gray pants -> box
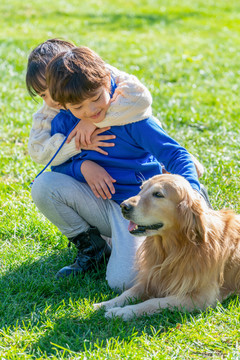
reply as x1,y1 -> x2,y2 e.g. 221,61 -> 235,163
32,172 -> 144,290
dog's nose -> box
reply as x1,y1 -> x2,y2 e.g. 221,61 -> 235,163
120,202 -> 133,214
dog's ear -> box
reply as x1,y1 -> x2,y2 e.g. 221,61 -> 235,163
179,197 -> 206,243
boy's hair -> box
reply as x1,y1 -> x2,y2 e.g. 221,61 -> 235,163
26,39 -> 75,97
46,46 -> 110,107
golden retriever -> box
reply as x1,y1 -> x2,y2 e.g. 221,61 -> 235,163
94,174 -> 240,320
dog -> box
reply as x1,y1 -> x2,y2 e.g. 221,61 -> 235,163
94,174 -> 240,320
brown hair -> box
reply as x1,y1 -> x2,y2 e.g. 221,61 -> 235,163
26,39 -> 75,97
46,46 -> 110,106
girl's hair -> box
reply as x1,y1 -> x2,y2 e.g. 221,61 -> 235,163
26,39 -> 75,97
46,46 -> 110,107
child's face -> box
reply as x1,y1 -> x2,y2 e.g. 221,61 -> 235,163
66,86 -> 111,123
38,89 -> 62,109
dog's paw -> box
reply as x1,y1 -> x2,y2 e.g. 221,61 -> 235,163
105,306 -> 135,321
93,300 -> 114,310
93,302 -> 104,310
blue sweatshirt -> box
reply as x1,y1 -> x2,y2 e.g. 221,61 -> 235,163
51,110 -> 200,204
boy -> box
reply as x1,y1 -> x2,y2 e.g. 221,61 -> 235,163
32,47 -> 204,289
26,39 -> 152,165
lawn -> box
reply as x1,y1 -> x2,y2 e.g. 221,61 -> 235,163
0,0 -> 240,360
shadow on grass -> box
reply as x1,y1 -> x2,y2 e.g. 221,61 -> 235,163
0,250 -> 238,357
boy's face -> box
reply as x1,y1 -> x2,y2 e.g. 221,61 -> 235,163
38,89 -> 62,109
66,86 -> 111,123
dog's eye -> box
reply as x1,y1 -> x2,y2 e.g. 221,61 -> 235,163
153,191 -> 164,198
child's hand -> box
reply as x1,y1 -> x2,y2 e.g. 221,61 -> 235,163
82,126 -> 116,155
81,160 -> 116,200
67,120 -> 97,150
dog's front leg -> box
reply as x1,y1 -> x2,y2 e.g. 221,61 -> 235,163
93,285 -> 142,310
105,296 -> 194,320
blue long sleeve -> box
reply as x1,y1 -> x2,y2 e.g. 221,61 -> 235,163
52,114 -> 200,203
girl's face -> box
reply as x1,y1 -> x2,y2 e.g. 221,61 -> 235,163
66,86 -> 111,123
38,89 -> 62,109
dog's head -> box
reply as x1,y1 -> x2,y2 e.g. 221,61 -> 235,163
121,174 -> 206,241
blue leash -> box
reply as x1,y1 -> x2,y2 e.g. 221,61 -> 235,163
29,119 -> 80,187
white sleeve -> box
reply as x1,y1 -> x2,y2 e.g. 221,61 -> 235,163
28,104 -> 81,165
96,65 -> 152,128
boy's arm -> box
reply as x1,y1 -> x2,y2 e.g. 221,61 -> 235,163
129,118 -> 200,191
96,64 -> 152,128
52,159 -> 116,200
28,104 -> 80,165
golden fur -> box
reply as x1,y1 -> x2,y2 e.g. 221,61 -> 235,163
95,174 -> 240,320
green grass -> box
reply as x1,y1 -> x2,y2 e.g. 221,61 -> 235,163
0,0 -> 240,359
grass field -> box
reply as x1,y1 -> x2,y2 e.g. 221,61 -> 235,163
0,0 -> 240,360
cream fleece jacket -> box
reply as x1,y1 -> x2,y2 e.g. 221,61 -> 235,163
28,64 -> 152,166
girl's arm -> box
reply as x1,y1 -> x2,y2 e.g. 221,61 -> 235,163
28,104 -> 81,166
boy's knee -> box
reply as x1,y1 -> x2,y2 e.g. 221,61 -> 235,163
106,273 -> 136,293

—————

Please arrange every one of the lines above as a numbered list, leaving out any blank lines and the pictures.

1. gray pants -> box
2. reply as x1,y1 -> x2,y2 e.g. 221,61 -> 235,163
3. 32,172 -> 144,290
4. dog's nose -> box
5. reply as x1,y1 -> x2,y2 e.g. 221,61 -> 235,163
6. 120,202 -> 133,214
7. dog's ear -> box
8. reply as x1,y1 -> x2,y2 e.g. 221,61 -> 235,163
9. 179,197 -> 206,243
10. boy's hair -> box
11. reply as x1,y1 -> x2,y2 e.g. 221,61 -> 235,163
12. 26,39 -> 75,97
13. 46,46 -> 110,107
14. golden retriever -> box
15. reply as x1,y1 -> x2,y2 e.g. 221,61 -> 235,163
16. 94,174 -> 240,320
17. dog -> box
18. reply as x1,y1 -> x2,y2 e.g. 221,61 -> 235,163
19. 94,174 -> 240,320
20. brown hair -> box
21. reply as x1,y1 -> x2,y2 e.g. 221,61 -> 235,163
22. 26,39 -> 75,97
23. 46,46 -> 110,106
24. girl's hair -> box
25. reply as x1,y1 -> x2,y2 e.g. 221,61 -> 235,163
26. 26,39 -> 75,97
27. 46,46 -> 110,107
28. child's face -> box
29. reply as x1,y1 -> x2,y2 e.g. 221,61 -> 235,163
30. 66,86 -> 111,123
31. 38,89 -> 62,109
32. dog's paw -> box
33. reply as x1,y1 -> x2,y2 e.g. 221,61 -> 235,163
34. 105,306 -> 135,321
35. 93,300 -> 114,310
36. 93,302 -> 104,310
37. blue sweatshirt -> box
38. reply as x1,y1 -> x2,y2 e.g. 221,61 -> 235,163
39. 51,110 -> 200,204
40. boy -> box
41. reply as x1,y1 -> x2,y2 e.g. 221,61 -> 235,163
42. 32,47 -> 204,289
43. 26,39 -> 152,165
44. lawn -> box
45. reply as x1,y1 -> x2,y2 e.g. 221,61 -> 235,163
46. 0,0 -> 240,360
47. shadow on grass -> box
48. reply as x1,y1 -> x2,y2 e.g. 221,61 -> 235,163
49. 0,250 -> 238,357
50. boy's face -> box
51. reply as x1,y1 -> x2,y2 e.g. 221,61 -> 235,163
52. 38,89 -> 62,109
53. 66,86 -> 111,123
54. dog's eye -> box
55. reply as x1,y1 -> x2,y2 e.g. 221,61 -> 235,163
56. 153,191 -> 164,198
57. child's hand -> box
58. reply as x1,y1 -> x2,y2 e.g. 221,61 -> 235,163
59. 82,126 -> 116,155
60. 81,160 -> 116,200
61. 67,120 -> 97,150
62. dog's front leg -> box
63. reply as x1,y1 -> x2,y2 e.g. 221,61 -> 235,163
64. 93,285 -> 142,310
65. 105,296 -> 194,320
66. blue long sleeve -> box
67. reply as x1,y1 -> x2,y2 e.g. 221,61 -> 235,163
68. 52,114 -> 200,203
69. girl's face -> box
70. reply as x1,y1 -> x2,y2 e.g. 221,61 -> 235,163
71. 66,86 -> 111,123
72. 38,89 -> 62,109
73. dog's head -> box
74. reply as x1,y1 -> x2,y2 e.g. 221,61 -> 235,163
75. 121,174 -> 206,241
76. blue leash -> box
77. reply as x1,y1 -> x2,y2 e.g. 221,61 -> 235,163
78. 29,119 -> 80,187
79. white sleeve -> box
80. reply as x1,y1 -> x2,y2 e.g. 221,61 -> 235,163
81. 28,104 -> 81,165
82. 96,65 -> 152,128
83. boy's arm -> box
84. reply as x1,y1 -> x2,y2 e.g. 221,61 -> 235,163
85. 129,118 -> 200,191
86. 96,64 -> 152,128
87. 52,159 -> 116,200
88. 28,104 -> 80,165
89. golden fur -> box
90. reply as x1,y1 -> x2,y2 e.g. 221,61 -> 235,163
91. 95,174 -> 240,320
92. green grass -> box
93. reply as x1,y1 -> x2,y2 e.g. 221,61 -> 235,163
94. 0,0 -> 240,359
95. grass field -> box
96. reply as x1,y1 -> x2,y2 e.g. 221,61 -> 235,163
97. 0,0 -> 240,360
98. cream fleece jacket -> box
99. reply as x1,y1 -> x2,y2 e.g. 221,61 -> 235,163
100. 28,64 -> 152,166
101. girl's arm -> box
102. reply as x1,y1 -> x2,y2 e.g. 221,61 -> 235,163
103. 28,104 -> 81,166
104. boy's knee -> box
105. reply as x1,y1 -> x2,y2 e.g. 221,61 -> 235,163
106. 106,273 -> 136,293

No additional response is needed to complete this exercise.